** BEGIN Reading passage **
The threads I start are Niya and Olaf free zones. No arguing about the benefits of VB6 over .NET here please. Happiness must reign. - yereverluvinuncleber
Re: Convert binary data to a valid Unicode string whitout wasting (much) space ❓
Originally Posted by PlausiblyDamp
Why use a string for the hash value? Could you not just use the underlying integer or long value of the hash?
I'm using 32 Hexadecimal characters for the hash, they occupy 64 bytes in memory each hash, and they come from a 16 bytes binary hash (16 bytes binary).
I don't know how to use an numerical value in VB6 for such a huge number.
I would like to know, I guess there could be possible to have some collection with good performance and 16 bytes binary keys.
I made some testings but I'm still not sure if I could use smaller hashes without going into collisions, I'm still testing but these tests take a lot of time.
Originally Posted by Niya
A 32 bit hash value can fit in a Long.
It was 32 ASCII chars (64 bytes), not 32 "bits".
There must be a science about how long the Hash should be for being quite secure there won't be collisions (unless you win the lottery).
Originally Posted by Niya
If I ran into this problem, I'd most likely just write my own hash table implementation
The only problem of doing everything is that everything takes time.
This implementation can be further optiimized (regarding mem-usage),
when you restrict the two at Class-Level defined Array-Variables:
- mKeys() and mValues() (which are currently Variant)
- to specific types like e.g. mKeys() As String, mValues() As Long
Re: Convert binary data to a valid Unicode string whitout wasting (much) space ❓
Originally Posted by Niya
from String to Long
You must be joking. Better then to use a counter instead of a hash.
The hashes must match the path of files in the file system.
Then from the hashed path, I can get the data of that file that was previously saved withe the hash as the key.
If I worked with the full path, there would be much worse space and performance problems.
How do you think you could do that with 32 bits hashes without having collisions? (unless you are TheImp)
This implementation can be further optiimized (regarding mem-usage),
when you restrict the two at Class-Level defined Array-Variables:
- mKeys() and mValues() (which are currently Variant)
- to specific types like e.g. mKeys() As String, mValues() As Long
Olaf
OK, yes, thank you for the info. I already had found that the problem was in the VB collection (wasn't sure if there were others issues somewhere else too, the 'single quotes in the SQL query must be escaped but I already have done that).
I'll have to move to that class then.
Re: Convert binary data to a valid Unicode string whitout wasting (much) space ❓
I installed the cHash.
It seems that the SQLite database don't like those keys in the Text field.
Like 1/4 of the keys are not found (after they are stored).
Tried setting the field as BLOB type but does not work either, the problem is different, like the keys come back corrupted.
I think I'll have to convert to Hex ASCII or Base64 the keys that go to the database and then back to 16 bytes after retrieval.
** END Reading passage **
** BEGIN Entries **
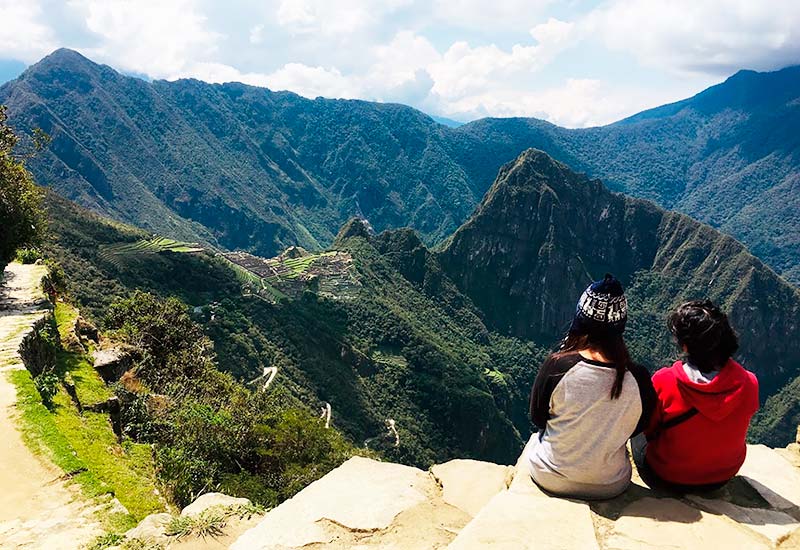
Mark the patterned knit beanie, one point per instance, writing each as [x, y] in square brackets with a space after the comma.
[602, 308]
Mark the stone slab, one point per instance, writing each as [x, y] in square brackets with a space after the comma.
[669, 524]
[470, 484]
[772, 476]
[518, 521]
[773, 525]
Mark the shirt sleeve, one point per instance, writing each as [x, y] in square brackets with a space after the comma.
[548, 377]
[647, 394]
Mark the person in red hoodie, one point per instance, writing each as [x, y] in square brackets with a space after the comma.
[696, 440]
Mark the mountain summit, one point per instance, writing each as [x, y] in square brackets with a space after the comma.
[244, 167]
[544, 232]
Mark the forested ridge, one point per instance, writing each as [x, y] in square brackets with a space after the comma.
[244, 167]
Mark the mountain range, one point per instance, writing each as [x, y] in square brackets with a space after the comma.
[445, 342]
[240, 167]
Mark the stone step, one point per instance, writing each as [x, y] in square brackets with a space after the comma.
[519, 520]
[773, 525]
[774, 477]
[666, 523]
[470, 484]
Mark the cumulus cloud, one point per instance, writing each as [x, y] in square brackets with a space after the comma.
[708, 36]
[334, 18]
[154, 37]
[495, 14]
[458, 58]
[23, 34]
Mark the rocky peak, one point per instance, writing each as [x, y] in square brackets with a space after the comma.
[355, 227]
[538, 238]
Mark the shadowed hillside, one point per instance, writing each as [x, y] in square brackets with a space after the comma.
[243, 167]
[543, 232]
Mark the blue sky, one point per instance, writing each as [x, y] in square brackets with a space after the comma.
[574, 63]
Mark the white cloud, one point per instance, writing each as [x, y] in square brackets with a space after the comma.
[708, 36]
[577, 102]
[437, 55]
[501, 15]
[312, 81]
[23, 35]
[257, 34]
[154, 37]
[334, 19]
[464, 70]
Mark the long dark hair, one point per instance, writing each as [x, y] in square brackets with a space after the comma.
[703, 328]
[609, 343]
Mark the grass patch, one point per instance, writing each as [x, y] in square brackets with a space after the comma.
[84, 446]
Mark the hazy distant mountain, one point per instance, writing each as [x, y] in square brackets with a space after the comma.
[543, 232]
[447, 343]
[729, 156]
[245, 167]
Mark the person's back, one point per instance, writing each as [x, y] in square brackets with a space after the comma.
[697, 437]
[586, 408]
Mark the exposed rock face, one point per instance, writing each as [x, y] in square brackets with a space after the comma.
[112, 362]
[368, 504]
[470, 484]
[365, 502]
[151, 528]
[543, 232]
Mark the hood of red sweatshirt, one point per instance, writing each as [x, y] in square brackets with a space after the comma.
[720, 397]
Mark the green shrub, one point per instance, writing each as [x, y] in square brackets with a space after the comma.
[20, 198]
[54, 283]
[28, 255]
[106, 541]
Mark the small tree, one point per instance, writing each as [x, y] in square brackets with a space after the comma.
[22, 220]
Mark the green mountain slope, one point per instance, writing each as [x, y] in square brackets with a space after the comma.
[401, 344]
[443, 346]
[543, 232]
[231, 164]
[243, 167]
[727, 156]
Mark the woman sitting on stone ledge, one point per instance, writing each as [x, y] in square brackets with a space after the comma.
[696, 441]
[588, 399]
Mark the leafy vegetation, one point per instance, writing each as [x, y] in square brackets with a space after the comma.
[83, 444]
[20, 199]
[573, 230]
[209, 431]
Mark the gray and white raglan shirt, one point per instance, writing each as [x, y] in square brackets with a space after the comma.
[580, 449]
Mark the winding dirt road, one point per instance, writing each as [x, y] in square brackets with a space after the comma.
[37, 510]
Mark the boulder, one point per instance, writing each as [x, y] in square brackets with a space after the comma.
[212, 500]
[517, 521]
[773, 525]
[361, 495]
[151, 528]
[470, 484]
[112, 362]
[774, 477]
[668, 523]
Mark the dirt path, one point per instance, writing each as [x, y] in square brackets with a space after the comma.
[37, 510]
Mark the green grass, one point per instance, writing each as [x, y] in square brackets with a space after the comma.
[118, 253]
[85, 446]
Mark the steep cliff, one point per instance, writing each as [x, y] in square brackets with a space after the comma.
[543, 232]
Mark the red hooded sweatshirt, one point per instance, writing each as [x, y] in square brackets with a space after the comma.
[710, 446]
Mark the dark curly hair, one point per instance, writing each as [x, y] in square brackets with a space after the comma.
[704, 329]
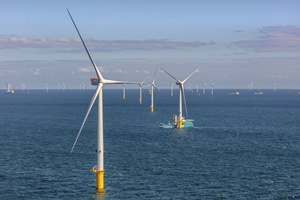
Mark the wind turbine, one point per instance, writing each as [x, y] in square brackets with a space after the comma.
[141, 93]
[251, 86]
[152, 91]
[212, 88]
[172, 88]
[203, 84]
[99, 168]
[124, 91]
[181, 123]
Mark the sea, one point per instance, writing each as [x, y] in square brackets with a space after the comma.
[243, 146]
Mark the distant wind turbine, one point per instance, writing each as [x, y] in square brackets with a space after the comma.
[99, 168]
[152, 85]
[180, 121]
[124, 91]
[212, 88]
[203, 84]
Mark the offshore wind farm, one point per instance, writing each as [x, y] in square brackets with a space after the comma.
[227, 81]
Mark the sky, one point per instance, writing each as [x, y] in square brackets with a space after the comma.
[232, 42]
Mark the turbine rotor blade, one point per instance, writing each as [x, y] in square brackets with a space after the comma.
[154, 76]
[87, 51]
[156, 88]
[184, 101]
[190, 75]
[118, 82]
[88, 112]
[170, 75]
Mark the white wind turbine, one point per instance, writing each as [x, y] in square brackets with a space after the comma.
[152, 91]
[99, 168]
[179, 123]
[172, 88]
[203, 84]
[124, 91]
[141, 91]
[212, 88]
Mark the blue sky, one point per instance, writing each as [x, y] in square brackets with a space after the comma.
[233, 42]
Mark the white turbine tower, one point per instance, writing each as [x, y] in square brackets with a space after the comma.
[141, 93]
[152, 91]
[124, 91]
[181, 95]
[172, 89]
[212, 88]
[203, 84]
[251, 86]
[99, 168]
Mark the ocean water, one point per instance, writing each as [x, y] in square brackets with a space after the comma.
[243, 147]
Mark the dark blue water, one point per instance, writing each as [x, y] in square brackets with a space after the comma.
[243, 147]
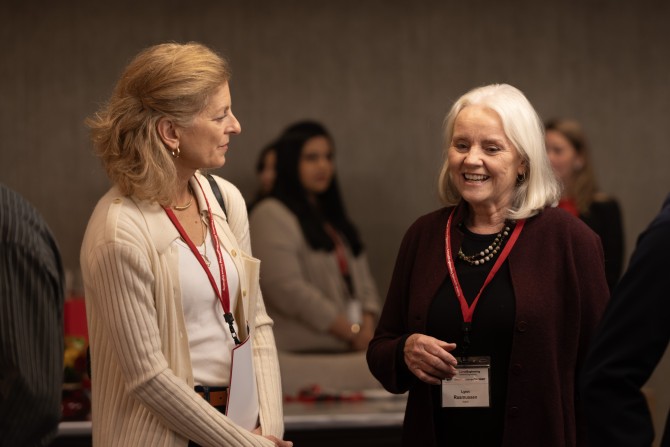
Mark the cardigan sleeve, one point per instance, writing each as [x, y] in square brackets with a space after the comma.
[120, 277]
[384, 355]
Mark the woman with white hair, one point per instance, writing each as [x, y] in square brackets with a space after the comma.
[494, 297]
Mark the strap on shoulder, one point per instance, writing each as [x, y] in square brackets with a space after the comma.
[217, 192]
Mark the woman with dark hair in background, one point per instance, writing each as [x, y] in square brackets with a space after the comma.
[570, 157]
[315, 275]
[265, 173]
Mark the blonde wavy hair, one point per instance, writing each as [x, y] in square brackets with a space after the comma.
[584, 189]
[168, 80]
[524, 129]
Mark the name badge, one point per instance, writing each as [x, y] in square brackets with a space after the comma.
[470, 387]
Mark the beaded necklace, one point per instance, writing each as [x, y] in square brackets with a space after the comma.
[489, 252]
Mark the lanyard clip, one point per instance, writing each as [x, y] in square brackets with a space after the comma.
[230, 320]
[467, 328]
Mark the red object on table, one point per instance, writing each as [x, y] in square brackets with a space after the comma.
[74, 318]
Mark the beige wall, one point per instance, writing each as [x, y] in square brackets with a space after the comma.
[380, 74]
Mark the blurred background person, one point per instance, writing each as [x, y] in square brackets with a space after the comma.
[170, 285]
[498, 288]
[315, 275]
[32, 290]
[265, 173]
[629, 344]
[570, 157]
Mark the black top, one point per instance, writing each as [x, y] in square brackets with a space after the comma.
[491, 335]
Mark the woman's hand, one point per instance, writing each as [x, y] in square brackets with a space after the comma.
[367, 331]
[428, 358]
[278, 442]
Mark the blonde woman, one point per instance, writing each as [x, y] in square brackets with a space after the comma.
[171, 286]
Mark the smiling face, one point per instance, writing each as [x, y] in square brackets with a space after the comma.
[483, 163]
[316, 167]
[204, 144]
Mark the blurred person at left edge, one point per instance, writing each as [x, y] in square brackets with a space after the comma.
[32, 288]
[171, 289]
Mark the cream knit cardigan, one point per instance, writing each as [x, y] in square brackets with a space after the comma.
[142, 388]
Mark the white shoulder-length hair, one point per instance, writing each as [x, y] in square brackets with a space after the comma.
[525, 130]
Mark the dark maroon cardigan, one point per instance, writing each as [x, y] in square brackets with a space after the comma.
[558, 277]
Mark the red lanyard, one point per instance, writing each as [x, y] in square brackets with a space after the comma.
[468, 311]
[224, 294]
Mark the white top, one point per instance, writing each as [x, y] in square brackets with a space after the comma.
[209, 338]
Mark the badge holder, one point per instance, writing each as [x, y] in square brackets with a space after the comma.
[470, 387]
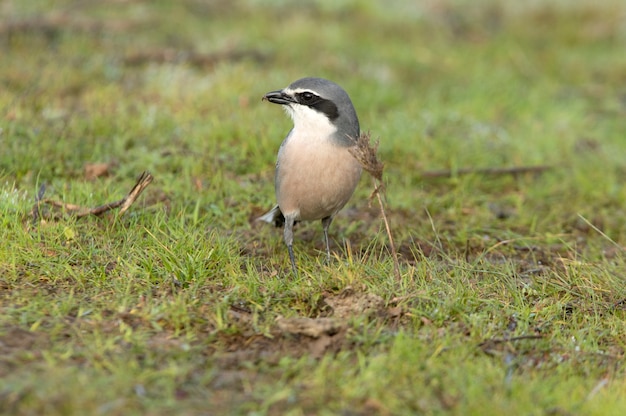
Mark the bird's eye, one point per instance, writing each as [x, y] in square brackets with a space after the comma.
[307, 96]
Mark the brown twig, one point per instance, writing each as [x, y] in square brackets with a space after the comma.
[365, 153]
[516, 170]
[142, 182]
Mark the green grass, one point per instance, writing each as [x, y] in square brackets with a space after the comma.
[512, 294]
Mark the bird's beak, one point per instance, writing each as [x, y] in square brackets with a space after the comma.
[278, 97]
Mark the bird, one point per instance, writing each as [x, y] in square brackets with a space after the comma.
[316, 173]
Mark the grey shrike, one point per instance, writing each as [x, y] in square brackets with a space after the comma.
[315, 172]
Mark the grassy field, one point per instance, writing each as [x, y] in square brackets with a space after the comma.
[512, 294]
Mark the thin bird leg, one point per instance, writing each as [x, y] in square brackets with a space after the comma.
[288, 236]
[325, 224]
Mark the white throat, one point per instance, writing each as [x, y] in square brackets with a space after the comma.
[309, 123]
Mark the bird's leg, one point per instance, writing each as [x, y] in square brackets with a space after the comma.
[288, 236]
[325, 224]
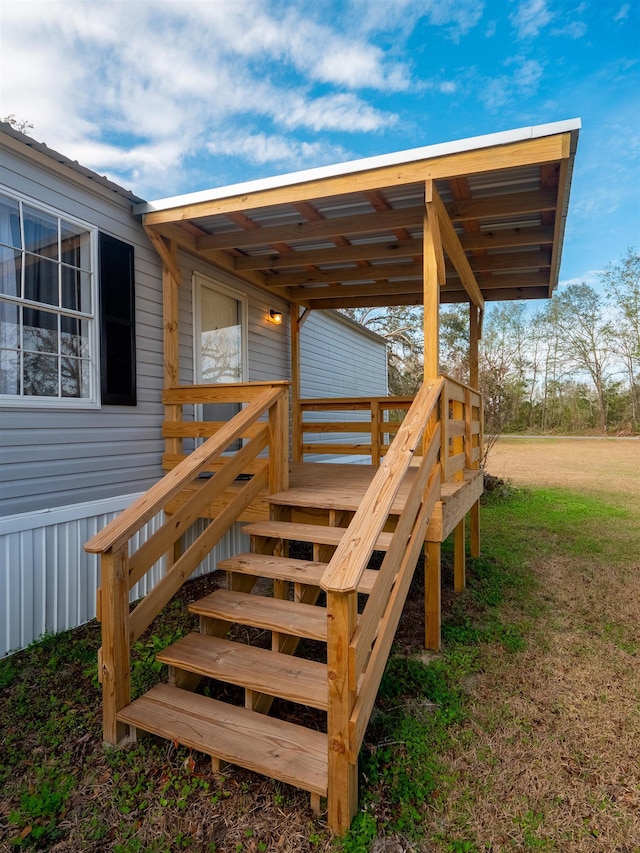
** END Entries **
### What is asked
Reproduce the part of the forum thread on hash keys from "I made some" to "everything takes time.". The records are separate material and have no connection to the forum thread.

### Solution to the problem
I made some testings but I'm still not sure if I could use smaller hashes without going into collisions, I'm still testing but these tests take a lot of time.
Originally Posted by Niya
A 32 bit hash value can fit in a Long.
It was 32 ASCII chars (64 bytes), not 32 "bits".
There must be a science about how long the Hash should be for being quite secure there won't be collisions (unless you win the lottery).
Originally Posted by Niya
If I ran into this problem, I'd most likely just write my own hash table implementation
The only problem of doing everything is that everything takes time.